Segmentation mask data:
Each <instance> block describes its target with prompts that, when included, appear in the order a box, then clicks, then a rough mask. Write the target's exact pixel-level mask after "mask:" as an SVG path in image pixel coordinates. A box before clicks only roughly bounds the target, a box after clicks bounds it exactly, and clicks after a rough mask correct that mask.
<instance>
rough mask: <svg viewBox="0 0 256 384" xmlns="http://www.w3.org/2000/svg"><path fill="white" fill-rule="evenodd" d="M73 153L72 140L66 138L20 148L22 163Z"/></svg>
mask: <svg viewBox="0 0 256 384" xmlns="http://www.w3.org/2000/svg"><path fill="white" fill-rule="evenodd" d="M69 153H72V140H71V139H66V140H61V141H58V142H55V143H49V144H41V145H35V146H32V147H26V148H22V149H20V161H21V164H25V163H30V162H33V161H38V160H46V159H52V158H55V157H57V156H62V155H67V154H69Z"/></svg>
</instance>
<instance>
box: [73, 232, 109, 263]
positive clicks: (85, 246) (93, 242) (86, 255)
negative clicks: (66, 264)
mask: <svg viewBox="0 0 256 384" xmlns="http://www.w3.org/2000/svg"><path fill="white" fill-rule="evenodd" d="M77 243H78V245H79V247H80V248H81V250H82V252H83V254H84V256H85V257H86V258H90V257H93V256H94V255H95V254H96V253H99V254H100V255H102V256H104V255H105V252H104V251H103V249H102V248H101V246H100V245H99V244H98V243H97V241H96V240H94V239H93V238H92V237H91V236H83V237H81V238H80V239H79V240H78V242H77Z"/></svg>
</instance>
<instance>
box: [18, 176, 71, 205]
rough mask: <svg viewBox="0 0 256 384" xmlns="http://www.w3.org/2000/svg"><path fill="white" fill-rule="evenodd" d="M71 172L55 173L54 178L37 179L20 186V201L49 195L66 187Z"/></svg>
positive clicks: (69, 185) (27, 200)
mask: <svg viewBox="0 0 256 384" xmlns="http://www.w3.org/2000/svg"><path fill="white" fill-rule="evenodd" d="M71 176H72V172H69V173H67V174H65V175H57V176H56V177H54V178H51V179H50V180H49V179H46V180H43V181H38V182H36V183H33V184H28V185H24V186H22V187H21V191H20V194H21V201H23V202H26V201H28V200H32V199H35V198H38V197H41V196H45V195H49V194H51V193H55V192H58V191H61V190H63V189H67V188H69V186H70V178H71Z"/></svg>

== Problem details ==
Your task is to restate every record word for word.

== Your response ==
Each <instance> block describes its target with prompts that, when included, appear in the order a box, then clicks, then a rough mask. Write the target's exact pixel-level mask after "mask:" as an SVG path in image pixel coordinates. A box before clicks only roughly bounds the target, a box after clicks bounds it exactly, and clicks after a rough mask correct that mask.
<instance>
rough mask: <svg viewBox="0 0 256 384" xmlns="http://www.w3.org/2000/svg"><path fill="white" fill-rule="evenodd" d="M73 153L72 140L66 138L20 148L22 163Z"/></svg>
mask: <svg viewBox="0 0 256 384" xmlns="http://www.w3.org/2000/svg"><path fill="white" fill-rule="evenodd" d="M69 153H72V140H71V139H66V140H61V141H58V142H55V143H49V144H41V145H35V146H32V147H26V148H22V149H20V161H21V164H25V163H30V162H33V161H38V160H46V159H52V158H55V157H57V156H62V155H67V154H69Z"/></svg>
</instance>
<instance>
box: [73, 232, 109, 263]
positive clicks: (85, 246) (93, 242) (86, 255)
negative clicks: (66, 264)
mask: <svg viewBox="0 0 256 384" xmlns="http://www.w3.org/2000/svg"><path fill="white" fill-rule="evenodd" d="M77 243H78V245H79V247H80V248H81V250H82V252H83V254H84V256H85V257H86V258H90V257H93V256H94V255H95V254H96V253H99V254H100V255H102V256H104V255H105V252H104V251H103V249H102V248H101V246H100V245H99V244H98V243H97V241H96V240H94V239H93V238H92V237H91V236H83V237H81V238H80V239H79V240H78V242H77Z"/></svg>
</instance>
<instance>
box: [18, 176, 71, 205]
rough mask: <svg viewBox="0 0 256 384" xmlns="http://www.w3.org/2000/svg"><path fill="white" fill-rule="evenodd" d="M71 172L55 173L54 178L37 179L20 186V201L49 195L66 187Z"/></svg>
positive clicks: (69, 185) (27, 200)
mask: <svg viewBox="0 0 256 384" xmlns="http://www.w3.org/2000/svg"><path fill="white" fill-rule="evenodd" d="M71 176H72V172H69V173H67V174H65V175H57V176H56V177H54V178H51V179H50V180H49V179H46V180H43V181H38V182H36V183H33V184H28V185H24V186H22V187H21V191H20V194H21V201H23V202H26V201H28V200H32V199H35V198H38V197H41V196H45V195H49V194H51V193H55V192H58V191H61V190H63V189H67V188H69V186H70V178H71Z"/></svg>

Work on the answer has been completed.